| Aim |
In the records from the line with "wooden spoon handle" to the line with "point(133, 278)", update every occurrence of "lemon slice" to "lime wedge" and reproduce those lines with nothing else altered.

| Records to process |
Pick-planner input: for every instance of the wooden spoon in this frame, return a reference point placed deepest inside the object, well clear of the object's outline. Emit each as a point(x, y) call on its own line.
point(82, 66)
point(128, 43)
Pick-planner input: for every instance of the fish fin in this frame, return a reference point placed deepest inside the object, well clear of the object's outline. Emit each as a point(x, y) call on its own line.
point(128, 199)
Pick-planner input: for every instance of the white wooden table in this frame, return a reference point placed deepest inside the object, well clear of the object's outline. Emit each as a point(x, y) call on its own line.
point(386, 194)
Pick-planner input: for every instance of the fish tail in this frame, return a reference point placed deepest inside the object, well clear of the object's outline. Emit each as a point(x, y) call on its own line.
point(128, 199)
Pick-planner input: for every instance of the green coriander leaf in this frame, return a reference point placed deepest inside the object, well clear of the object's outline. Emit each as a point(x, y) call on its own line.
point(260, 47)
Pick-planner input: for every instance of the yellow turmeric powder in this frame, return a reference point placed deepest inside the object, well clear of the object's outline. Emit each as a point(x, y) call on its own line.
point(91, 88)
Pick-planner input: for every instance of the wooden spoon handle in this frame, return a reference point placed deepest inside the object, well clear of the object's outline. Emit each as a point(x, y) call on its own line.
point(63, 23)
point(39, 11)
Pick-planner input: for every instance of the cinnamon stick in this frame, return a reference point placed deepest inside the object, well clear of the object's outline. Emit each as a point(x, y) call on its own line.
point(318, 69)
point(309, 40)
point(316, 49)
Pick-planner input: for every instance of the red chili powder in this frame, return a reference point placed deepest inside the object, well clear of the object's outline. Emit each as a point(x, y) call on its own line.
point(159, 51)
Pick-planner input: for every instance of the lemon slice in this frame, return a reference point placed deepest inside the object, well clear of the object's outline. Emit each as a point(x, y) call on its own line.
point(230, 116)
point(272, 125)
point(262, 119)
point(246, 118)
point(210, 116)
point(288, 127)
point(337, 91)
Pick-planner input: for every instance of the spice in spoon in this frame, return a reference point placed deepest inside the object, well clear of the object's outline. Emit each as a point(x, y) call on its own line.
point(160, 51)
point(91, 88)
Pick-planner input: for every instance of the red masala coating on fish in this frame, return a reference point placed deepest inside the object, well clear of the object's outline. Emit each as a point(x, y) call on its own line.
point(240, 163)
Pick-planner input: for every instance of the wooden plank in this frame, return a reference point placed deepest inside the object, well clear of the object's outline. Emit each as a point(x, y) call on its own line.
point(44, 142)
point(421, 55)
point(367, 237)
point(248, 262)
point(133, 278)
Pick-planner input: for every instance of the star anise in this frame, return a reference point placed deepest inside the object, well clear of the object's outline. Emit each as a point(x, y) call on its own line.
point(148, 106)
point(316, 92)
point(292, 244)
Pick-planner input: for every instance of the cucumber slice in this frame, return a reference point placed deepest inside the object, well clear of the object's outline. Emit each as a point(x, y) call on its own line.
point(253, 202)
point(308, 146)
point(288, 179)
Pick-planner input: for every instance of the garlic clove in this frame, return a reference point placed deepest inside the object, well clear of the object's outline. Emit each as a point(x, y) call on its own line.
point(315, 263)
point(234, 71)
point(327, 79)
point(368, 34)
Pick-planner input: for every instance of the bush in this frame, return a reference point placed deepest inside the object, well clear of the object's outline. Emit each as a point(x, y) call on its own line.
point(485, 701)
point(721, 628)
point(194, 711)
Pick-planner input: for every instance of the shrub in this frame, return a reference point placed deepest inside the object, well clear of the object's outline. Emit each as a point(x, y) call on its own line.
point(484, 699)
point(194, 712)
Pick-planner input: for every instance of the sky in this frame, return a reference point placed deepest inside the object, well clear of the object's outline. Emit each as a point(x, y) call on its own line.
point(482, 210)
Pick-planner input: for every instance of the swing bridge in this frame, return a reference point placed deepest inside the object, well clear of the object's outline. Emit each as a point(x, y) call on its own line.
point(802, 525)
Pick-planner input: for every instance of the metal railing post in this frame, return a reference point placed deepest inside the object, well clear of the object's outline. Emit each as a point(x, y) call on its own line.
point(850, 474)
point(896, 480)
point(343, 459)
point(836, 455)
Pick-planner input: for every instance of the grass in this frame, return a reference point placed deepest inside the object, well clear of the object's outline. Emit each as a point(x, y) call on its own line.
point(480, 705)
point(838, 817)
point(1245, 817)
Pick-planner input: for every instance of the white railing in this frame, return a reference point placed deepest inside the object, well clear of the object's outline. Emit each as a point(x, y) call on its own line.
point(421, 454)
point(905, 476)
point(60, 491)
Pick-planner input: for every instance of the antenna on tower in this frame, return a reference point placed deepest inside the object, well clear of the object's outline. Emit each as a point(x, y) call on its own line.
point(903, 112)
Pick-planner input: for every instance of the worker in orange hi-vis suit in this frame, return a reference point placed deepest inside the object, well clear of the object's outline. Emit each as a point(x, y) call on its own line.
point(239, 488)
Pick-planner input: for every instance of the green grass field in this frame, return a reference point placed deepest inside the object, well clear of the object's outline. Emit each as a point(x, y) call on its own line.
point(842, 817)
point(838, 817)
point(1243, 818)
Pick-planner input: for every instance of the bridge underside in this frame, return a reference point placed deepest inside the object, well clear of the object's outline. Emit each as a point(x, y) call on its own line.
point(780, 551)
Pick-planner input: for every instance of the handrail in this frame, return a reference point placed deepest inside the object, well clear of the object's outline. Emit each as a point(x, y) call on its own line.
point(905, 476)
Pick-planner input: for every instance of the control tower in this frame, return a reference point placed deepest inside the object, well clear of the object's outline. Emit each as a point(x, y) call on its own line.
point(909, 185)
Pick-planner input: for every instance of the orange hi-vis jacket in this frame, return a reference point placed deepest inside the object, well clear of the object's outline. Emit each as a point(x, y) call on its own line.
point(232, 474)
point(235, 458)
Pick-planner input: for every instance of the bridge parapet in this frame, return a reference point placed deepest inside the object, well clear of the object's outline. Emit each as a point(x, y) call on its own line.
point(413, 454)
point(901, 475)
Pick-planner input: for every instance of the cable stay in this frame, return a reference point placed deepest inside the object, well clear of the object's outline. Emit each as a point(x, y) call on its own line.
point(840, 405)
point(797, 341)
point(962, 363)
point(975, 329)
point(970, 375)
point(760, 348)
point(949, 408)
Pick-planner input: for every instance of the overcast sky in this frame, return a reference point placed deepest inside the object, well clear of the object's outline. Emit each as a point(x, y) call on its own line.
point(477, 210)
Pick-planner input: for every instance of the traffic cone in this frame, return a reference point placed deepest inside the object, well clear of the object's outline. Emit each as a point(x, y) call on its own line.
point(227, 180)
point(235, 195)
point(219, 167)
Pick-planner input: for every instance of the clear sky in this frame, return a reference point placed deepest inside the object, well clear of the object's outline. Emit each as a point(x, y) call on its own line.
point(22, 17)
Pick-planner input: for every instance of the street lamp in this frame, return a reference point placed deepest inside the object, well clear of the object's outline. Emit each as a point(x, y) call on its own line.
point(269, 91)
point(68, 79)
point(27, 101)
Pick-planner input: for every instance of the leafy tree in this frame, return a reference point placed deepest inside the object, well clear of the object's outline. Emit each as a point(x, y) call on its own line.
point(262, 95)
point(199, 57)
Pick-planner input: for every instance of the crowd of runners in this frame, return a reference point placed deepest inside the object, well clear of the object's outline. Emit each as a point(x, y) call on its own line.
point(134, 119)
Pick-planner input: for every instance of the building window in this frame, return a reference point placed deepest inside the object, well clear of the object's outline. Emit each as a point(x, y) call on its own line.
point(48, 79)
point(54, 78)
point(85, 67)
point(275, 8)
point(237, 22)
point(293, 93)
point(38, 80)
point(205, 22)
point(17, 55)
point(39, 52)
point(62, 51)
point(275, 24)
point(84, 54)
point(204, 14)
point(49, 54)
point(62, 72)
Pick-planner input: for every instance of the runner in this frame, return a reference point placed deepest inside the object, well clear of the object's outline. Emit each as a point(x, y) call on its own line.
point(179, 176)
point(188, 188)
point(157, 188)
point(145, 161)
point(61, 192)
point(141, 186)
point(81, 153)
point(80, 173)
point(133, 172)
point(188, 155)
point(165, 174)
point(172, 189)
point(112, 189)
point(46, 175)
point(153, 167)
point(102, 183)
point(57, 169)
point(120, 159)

| Task response |
Pick-planner input: for every instance of the wooden spoon handle in this frame, return a reference point placed deepest inside the object, well clear of the object's outline. Emit each as a point(x, y) call on its own line.
point(63, 23)
point(39, 11)
Pick-planner input: for every instance of the cinnamon stick in this frame, return a reference point placed deepest inside the object, well clear of the object's outline. Emit each as a point(x, y) call on its own line.
point(318, 69)
point(309, 40)
point(316, 49)
Pick-planner input: for every instance of the red chili powder in this frame, return a reference point placed deepest inside the object, well clear of the object's outline. Emit each as a point(x, y) call on its own line.
point(159, 51)
Pick-planner input: for every instance of the lime wedge in this frame, return a reference point placed deepest inside the object, well clear of the object's outline. Emit each as a point(x, y) call on its own line.
point(230, 116)
point(272, 125)
point(262, 119)
point(246, 118)
point(210, 116)
point(288, 127)
point(337, 91)
Pick-planner input: for every instance of the spice in spoon in this frame, return a reference point placed deepest inside the object, well clear of the object's outline. Emit each as a point(x, y) call on its own line.
point(160, 51)
point(91, 88)
Pick-planner input: for every instance of the red masala coating on fish in this frame, return a reference point placed deepest inside the object, well clear of the object's outline. Emit each as a point(x, y) call on its own line.
point(240, 163)
Pick-planner input: for every instance of the wooden plank in this frame, return a reference point placed deepest inside the object, well clear of the object's outline. Emit each as a point(x, y) call on its own line.
point(44, 142)
point(421, 55)
point(367, 237)
point(248, 262)
point(133, 278)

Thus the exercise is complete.